## Objective
Lines before the one containing "the riverbank in" are excluded; retype that line and all remaining lines of the material exactly.

## Materials provided
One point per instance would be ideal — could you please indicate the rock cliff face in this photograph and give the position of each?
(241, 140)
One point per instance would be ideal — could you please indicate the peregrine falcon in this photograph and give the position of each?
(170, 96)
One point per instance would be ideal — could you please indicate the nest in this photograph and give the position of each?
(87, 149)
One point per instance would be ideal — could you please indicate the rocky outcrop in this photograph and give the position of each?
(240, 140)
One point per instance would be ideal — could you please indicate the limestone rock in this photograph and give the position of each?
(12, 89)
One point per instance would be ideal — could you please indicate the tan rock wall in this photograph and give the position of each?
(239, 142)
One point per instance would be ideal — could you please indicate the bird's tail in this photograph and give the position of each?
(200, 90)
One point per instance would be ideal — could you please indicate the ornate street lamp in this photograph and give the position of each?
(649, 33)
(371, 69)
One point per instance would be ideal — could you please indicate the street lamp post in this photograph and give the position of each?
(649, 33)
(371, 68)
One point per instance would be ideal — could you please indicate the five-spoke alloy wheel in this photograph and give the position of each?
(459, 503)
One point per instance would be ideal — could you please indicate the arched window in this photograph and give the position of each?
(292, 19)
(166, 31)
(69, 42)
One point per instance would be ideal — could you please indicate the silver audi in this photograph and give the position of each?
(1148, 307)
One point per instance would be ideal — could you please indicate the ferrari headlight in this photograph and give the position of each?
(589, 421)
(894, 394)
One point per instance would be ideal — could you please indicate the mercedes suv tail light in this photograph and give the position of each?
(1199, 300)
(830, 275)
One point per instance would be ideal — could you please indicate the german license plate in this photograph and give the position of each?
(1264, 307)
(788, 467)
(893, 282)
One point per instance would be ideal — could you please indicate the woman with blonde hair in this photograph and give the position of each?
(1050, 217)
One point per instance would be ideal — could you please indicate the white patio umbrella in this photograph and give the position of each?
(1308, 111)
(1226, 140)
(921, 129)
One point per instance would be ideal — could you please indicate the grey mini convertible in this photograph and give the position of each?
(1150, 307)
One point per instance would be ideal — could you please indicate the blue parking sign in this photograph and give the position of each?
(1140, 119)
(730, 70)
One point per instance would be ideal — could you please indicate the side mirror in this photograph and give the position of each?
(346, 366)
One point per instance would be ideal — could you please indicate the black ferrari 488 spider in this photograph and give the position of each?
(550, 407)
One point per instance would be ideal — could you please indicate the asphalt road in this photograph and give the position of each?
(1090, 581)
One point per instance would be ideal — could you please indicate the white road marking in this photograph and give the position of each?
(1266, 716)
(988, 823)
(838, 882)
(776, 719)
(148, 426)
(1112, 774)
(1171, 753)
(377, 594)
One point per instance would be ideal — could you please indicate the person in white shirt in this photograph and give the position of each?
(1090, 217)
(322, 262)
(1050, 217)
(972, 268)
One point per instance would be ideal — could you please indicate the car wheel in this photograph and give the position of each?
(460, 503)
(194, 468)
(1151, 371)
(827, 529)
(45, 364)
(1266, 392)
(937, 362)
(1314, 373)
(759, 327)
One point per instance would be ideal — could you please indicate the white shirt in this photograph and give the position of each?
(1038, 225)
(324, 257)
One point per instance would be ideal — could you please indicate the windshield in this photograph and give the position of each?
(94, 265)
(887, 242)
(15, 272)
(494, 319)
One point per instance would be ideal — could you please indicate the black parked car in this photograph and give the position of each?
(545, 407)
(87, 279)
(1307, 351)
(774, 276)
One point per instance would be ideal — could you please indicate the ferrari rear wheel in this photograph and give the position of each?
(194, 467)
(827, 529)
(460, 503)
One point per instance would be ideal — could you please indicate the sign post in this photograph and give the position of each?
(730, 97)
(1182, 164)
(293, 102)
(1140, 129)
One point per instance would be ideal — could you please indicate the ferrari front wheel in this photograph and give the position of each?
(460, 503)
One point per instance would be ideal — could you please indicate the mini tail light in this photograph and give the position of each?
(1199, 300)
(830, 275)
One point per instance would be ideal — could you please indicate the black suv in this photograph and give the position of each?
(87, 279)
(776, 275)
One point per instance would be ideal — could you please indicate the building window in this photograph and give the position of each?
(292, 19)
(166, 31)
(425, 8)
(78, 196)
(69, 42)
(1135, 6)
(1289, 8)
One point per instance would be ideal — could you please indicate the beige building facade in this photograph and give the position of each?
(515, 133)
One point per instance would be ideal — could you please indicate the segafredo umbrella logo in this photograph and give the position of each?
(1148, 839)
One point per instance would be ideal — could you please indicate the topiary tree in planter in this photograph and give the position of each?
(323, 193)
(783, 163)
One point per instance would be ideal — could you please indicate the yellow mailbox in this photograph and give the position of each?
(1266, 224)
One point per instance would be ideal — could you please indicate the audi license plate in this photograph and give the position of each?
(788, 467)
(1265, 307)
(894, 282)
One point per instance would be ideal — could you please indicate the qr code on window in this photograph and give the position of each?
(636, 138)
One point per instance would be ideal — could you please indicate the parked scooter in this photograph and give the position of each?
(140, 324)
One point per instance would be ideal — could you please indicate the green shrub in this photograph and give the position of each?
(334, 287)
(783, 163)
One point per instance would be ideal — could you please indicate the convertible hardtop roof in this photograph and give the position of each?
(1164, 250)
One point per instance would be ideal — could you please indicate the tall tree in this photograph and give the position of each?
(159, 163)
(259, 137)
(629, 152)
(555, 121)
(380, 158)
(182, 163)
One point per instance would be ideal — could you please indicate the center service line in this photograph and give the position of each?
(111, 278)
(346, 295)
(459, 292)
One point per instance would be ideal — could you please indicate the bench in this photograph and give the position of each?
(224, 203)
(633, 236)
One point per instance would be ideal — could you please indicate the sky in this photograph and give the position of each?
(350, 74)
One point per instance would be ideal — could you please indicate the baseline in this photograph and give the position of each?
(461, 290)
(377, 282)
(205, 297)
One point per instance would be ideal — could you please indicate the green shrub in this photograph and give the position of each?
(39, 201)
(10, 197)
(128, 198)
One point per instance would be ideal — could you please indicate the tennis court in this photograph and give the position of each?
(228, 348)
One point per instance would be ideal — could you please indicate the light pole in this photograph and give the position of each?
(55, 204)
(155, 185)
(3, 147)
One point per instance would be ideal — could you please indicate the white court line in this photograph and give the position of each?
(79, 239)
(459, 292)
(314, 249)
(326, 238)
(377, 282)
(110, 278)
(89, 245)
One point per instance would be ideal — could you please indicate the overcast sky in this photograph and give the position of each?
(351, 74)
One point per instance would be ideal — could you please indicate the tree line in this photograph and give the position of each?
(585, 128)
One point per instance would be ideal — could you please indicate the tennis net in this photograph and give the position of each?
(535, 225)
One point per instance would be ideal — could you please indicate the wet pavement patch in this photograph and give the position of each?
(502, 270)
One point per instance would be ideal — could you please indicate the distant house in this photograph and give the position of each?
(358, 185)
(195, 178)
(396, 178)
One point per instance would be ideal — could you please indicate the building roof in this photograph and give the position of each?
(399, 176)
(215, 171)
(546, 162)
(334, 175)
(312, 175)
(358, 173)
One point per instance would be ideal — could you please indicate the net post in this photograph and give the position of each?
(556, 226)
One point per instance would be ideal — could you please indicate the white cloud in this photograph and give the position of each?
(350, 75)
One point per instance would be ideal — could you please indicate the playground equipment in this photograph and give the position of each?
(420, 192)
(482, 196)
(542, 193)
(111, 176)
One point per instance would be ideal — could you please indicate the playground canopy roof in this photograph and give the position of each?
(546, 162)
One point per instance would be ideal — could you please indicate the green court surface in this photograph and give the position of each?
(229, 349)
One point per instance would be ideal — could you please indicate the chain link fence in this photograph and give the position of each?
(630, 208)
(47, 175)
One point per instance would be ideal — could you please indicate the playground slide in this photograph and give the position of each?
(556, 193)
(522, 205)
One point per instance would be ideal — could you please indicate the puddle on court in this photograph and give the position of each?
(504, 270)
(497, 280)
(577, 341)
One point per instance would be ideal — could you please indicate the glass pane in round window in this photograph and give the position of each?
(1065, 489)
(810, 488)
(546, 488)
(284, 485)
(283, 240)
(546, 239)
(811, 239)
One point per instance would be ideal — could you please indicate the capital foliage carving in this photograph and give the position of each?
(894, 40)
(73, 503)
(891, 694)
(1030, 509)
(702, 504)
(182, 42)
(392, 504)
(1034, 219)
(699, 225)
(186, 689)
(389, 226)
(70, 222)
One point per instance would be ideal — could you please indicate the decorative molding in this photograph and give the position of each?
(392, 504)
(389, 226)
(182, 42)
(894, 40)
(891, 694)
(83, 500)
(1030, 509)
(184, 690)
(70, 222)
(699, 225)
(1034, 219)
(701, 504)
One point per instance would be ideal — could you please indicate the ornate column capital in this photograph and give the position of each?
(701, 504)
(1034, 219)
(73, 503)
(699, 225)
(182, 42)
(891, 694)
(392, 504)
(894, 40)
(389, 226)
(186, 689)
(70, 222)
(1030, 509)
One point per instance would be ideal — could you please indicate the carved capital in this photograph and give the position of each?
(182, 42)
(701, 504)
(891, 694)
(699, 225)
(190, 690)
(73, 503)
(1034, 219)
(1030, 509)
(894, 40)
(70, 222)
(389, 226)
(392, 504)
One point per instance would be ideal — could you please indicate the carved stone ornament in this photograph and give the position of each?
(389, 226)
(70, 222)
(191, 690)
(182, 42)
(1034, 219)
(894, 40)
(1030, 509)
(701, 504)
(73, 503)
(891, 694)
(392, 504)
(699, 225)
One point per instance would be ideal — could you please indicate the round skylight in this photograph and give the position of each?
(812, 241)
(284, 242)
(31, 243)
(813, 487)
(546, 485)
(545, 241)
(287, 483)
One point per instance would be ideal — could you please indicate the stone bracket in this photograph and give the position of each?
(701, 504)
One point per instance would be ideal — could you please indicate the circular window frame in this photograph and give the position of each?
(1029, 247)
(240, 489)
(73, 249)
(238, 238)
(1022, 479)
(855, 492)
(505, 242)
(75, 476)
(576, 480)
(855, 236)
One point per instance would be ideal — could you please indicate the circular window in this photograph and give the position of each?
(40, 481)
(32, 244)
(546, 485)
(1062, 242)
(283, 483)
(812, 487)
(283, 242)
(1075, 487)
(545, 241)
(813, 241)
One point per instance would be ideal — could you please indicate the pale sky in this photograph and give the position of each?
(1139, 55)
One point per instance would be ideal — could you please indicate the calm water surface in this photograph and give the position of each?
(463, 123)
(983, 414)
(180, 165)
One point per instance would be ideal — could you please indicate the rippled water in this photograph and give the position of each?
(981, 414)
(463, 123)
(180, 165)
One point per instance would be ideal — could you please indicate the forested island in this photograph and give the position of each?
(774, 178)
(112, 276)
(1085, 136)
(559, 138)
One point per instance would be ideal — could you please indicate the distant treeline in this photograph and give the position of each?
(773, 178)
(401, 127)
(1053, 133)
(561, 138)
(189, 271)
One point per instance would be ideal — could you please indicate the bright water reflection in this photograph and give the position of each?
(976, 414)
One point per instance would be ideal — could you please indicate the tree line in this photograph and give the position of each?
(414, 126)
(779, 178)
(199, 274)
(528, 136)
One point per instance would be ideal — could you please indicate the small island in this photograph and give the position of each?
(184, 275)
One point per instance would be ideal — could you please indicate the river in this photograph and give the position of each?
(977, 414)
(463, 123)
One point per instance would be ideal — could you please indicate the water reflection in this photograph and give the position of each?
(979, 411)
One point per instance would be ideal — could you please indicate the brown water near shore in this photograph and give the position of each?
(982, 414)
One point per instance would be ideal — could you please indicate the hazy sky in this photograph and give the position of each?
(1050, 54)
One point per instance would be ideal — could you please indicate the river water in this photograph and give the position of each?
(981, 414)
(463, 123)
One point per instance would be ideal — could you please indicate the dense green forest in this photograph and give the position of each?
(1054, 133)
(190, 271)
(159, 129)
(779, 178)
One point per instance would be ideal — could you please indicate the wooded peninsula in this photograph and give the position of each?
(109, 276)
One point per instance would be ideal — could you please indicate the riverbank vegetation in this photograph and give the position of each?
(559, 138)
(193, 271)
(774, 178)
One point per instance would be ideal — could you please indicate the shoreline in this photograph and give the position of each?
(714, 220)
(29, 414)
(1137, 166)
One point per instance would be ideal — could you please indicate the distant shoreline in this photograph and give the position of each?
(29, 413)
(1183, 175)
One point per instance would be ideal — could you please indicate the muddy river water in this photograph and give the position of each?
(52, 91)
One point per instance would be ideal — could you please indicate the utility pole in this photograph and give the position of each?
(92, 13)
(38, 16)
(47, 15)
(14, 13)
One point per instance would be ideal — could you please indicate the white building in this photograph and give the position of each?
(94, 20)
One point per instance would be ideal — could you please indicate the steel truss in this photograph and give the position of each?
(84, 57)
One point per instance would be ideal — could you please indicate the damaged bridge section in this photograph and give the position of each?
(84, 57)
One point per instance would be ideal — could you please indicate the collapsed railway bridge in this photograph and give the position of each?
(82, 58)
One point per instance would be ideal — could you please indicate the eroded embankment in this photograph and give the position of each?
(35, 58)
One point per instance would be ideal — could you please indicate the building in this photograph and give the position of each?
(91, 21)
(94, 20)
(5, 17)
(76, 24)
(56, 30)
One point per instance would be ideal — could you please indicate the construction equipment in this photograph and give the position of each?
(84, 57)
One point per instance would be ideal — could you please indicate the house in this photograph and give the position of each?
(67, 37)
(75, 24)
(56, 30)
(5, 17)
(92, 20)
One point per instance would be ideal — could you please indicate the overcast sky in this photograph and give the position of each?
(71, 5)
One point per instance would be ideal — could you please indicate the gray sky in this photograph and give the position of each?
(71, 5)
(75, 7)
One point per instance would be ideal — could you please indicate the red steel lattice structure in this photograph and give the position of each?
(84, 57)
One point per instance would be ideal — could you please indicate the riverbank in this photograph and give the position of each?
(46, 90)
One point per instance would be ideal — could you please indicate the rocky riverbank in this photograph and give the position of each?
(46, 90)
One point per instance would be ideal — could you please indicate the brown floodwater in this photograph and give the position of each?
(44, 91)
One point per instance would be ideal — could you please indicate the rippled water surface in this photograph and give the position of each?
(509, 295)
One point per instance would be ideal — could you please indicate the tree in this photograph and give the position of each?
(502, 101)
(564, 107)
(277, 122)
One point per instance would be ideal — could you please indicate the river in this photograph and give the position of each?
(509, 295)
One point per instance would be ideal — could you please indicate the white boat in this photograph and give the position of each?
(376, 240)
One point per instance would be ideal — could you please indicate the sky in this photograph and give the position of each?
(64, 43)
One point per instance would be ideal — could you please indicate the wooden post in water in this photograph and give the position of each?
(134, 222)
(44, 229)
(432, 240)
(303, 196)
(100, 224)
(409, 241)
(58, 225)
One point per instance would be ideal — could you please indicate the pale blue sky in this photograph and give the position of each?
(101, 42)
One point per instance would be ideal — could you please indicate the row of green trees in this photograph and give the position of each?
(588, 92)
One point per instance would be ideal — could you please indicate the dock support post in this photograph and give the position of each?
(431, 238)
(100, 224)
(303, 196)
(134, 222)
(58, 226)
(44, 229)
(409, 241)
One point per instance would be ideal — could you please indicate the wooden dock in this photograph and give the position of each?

## Output for this task
One point per instance would be ideal — could you please indicate the riverbank in this photograph and give the position of each?
(46, 90)
One point per instance would be ideal — could you please indicate the rocky riverbank in this photograph and give the position of each?
(46, 90)
One point per instance would be ideal — could you please indicate the brown floodwater in this photograph and give the position of each?
(44, 91)
One point per instance would be ideal — could you please indicate the rippled water surface in this photograph and give the position of each?
(509, 295)
One point per instance would be ideal — could you please indicate the tree in this photograph and give the position of each?
(502, 101)
(564, 107)
(277, 122)
One point per instance would be ideal — could you please indicate the river in this photograph and give the position of each?
(509, 295)
One point per instance would be ideal — could you please indicate the white boat in this photograph and give the position of each?
(376, 240)
One point per instance would be ideal — could you please indicate the sky in this photograph and give the position of each?
(64, 43)
One point per instance would be ideal — could you please indicate the wooden post in water in this photograph and give the position of each?
(134, 222)
(44, 229)
(432, 240)
(303, 196)
(100, 224)
(409, 241)
(58, 225)
One point per instance would be ideal — could you please indicate the pale blue sky in this photograph and give the position of each?
(101, 42)
One point per instance would be ideal — could you please indicate the row of green trees in this photograph and give the position of each?
(588, 92)
One point per instance would be ideal — could you please indicate the dock support post in this photograph and give the position of each?
(431, 238)
(100, 224)
(303, 196)
(134, 222)
(58, 226)
(44, 229)
(409, 241)
One point per instance would be ideal — could you please indicate the wooden dock in this photograph and give the position of each?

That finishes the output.